# RECORDS FOR THE TASK:

---

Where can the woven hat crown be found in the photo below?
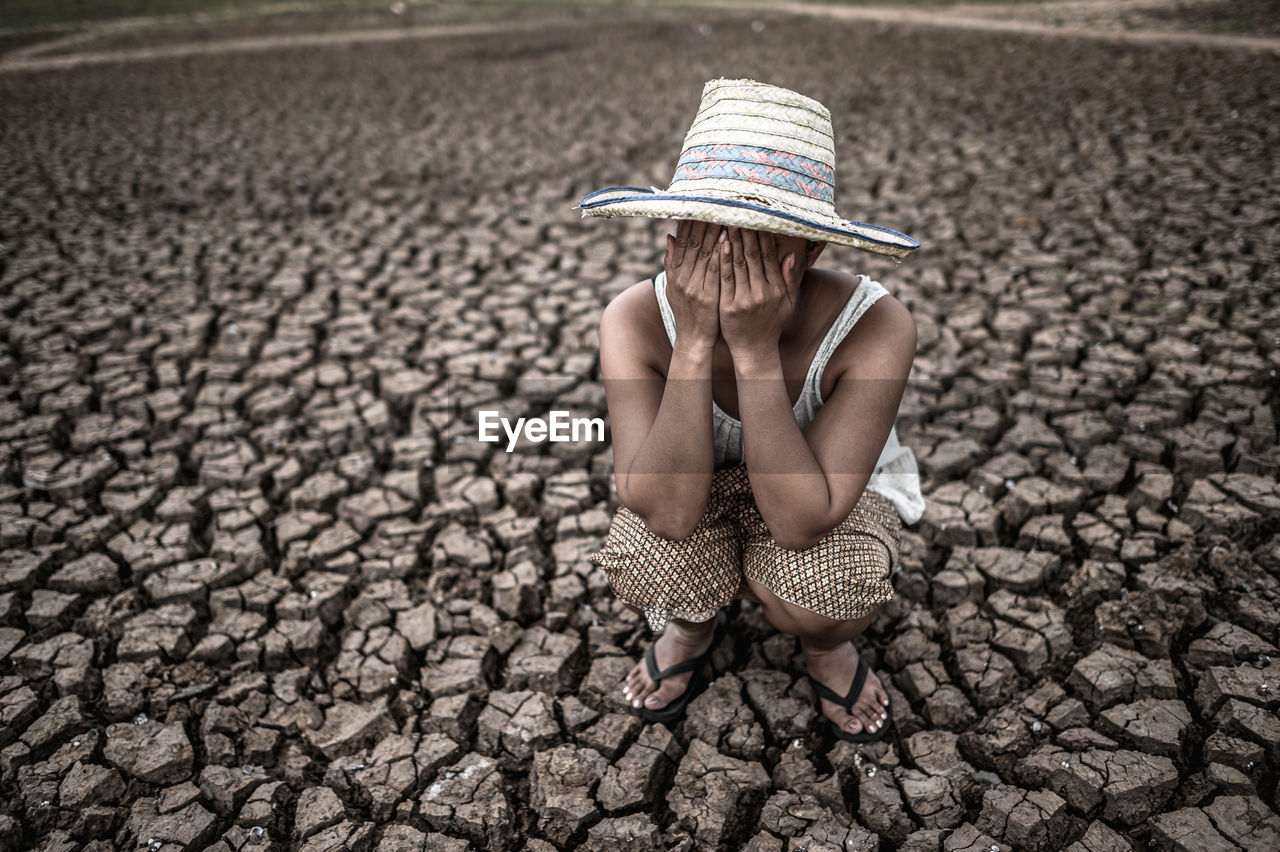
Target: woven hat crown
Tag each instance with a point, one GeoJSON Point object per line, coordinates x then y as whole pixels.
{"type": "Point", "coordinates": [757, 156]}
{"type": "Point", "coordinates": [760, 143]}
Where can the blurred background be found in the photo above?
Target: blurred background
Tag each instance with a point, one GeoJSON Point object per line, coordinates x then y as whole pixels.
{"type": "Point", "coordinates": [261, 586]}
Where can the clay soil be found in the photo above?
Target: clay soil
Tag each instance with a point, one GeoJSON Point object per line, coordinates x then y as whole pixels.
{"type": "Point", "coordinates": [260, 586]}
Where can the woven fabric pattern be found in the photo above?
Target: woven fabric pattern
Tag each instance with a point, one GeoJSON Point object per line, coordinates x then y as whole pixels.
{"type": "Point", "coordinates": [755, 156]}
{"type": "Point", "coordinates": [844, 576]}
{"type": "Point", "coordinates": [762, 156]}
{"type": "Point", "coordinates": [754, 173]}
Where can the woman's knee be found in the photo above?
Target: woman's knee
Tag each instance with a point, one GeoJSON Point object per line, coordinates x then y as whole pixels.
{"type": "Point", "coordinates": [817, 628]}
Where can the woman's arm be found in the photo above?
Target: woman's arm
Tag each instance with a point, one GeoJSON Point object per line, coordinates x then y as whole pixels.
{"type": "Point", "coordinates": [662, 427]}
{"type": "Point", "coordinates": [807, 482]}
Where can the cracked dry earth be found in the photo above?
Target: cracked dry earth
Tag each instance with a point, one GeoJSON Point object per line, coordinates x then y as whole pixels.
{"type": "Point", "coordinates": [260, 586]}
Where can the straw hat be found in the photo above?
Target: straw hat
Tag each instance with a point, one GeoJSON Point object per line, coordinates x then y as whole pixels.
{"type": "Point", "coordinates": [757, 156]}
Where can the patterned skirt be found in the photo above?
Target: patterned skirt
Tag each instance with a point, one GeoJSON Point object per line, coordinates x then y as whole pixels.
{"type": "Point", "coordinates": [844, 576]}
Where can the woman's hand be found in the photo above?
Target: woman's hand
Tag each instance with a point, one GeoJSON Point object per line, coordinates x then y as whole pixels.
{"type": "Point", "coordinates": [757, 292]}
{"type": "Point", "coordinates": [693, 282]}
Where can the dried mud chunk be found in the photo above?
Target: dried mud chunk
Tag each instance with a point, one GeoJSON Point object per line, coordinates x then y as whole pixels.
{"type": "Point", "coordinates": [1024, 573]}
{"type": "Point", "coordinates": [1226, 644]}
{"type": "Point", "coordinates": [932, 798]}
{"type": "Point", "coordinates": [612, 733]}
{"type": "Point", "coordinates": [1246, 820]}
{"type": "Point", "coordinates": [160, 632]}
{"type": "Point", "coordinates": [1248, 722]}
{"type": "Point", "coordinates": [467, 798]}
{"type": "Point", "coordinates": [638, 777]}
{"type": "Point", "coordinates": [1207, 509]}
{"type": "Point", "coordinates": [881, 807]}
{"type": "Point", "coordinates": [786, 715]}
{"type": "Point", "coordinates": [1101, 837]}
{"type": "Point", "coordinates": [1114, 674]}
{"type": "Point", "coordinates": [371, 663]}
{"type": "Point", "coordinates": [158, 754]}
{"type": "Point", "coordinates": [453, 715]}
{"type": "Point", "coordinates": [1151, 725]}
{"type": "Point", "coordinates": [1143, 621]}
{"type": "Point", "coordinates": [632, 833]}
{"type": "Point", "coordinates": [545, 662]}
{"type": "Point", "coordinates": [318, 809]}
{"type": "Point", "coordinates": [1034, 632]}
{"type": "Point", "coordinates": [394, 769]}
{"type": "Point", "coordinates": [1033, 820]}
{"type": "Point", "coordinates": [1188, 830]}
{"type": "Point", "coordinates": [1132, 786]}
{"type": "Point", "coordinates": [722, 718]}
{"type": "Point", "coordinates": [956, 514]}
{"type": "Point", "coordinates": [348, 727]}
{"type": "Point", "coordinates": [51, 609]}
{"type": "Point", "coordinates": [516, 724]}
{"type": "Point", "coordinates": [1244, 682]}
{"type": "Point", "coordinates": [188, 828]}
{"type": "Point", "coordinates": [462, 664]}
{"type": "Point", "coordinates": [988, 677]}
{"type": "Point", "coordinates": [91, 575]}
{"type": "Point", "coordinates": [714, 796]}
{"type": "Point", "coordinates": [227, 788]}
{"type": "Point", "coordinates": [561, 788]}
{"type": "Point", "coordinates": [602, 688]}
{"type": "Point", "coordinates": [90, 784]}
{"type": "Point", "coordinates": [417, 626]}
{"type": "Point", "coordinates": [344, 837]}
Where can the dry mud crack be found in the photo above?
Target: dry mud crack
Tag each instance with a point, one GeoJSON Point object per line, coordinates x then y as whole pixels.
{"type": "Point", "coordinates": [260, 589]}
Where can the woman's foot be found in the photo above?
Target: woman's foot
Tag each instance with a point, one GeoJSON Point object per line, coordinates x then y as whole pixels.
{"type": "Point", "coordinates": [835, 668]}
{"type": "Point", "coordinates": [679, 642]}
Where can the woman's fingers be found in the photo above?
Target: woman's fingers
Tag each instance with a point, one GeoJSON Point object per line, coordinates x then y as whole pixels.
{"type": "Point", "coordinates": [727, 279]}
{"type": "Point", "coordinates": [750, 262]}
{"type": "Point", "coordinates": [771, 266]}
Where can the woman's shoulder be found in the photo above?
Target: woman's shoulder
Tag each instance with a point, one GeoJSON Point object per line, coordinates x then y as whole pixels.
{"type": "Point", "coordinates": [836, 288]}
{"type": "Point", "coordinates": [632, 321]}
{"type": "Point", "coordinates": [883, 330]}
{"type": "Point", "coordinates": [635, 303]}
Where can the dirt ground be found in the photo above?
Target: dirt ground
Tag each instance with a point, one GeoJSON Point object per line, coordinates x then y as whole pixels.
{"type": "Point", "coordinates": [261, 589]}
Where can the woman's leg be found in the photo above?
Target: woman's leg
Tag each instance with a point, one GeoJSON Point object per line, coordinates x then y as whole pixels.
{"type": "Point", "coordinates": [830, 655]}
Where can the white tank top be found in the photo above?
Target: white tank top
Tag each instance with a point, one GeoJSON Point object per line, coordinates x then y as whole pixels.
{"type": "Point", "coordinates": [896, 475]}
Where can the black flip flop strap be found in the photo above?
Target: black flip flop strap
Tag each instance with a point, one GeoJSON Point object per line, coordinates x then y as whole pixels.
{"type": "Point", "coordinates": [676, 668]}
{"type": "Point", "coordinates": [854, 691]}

---

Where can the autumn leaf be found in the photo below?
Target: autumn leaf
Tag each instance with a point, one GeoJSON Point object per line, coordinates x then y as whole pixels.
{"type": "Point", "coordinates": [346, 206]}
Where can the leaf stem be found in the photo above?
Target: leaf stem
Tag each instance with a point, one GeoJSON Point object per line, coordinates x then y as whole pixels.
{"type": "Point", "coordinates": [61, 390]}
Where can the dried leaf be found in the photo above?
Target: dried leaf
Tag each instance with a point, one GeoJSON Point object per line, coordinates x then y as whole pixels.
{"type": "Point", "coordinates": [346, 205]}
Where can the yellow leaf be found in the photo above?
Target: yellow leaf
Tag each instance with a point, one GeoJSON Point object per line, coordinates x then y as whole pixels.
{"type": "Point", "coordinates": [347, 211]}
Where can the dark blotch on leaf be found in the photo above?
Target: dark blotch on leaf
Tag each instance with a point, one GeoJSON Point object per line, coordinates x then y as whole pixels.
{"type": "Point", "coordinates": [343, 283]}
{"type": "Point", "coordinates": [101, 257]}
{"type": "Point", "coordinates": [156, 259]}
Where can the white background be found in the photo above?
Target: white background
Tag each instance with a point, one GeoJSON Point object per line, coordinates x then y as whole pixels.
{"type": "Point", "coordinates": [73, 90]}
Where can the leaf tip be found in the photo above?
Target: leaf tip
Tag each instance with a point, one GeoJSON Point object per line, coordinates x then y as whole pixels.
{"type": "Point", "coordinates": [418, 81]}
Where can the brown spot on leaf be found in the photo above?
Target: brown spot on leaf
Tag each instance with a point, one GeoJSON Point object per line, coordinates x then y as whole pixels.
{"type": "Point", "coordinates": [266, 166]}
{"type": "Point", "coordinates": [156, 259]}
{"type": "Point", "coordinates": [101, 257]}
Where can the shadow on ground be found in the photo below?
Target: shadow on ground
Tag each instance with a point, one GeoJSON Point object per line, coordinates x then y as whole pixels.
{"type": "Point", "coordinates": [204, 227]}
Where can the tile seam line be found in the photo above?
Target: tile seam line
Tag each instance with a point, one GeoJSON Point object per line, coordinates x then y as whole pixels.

---

# AIM OF THE TASK:
Which lines of the records contain the word "white"? Copy each of them in full.

# COMPLETE OUTPUT:
Where can the white tank top be found in the photo above?
Target: white tank top
Where can the white background be found in the photo above?
Target: white background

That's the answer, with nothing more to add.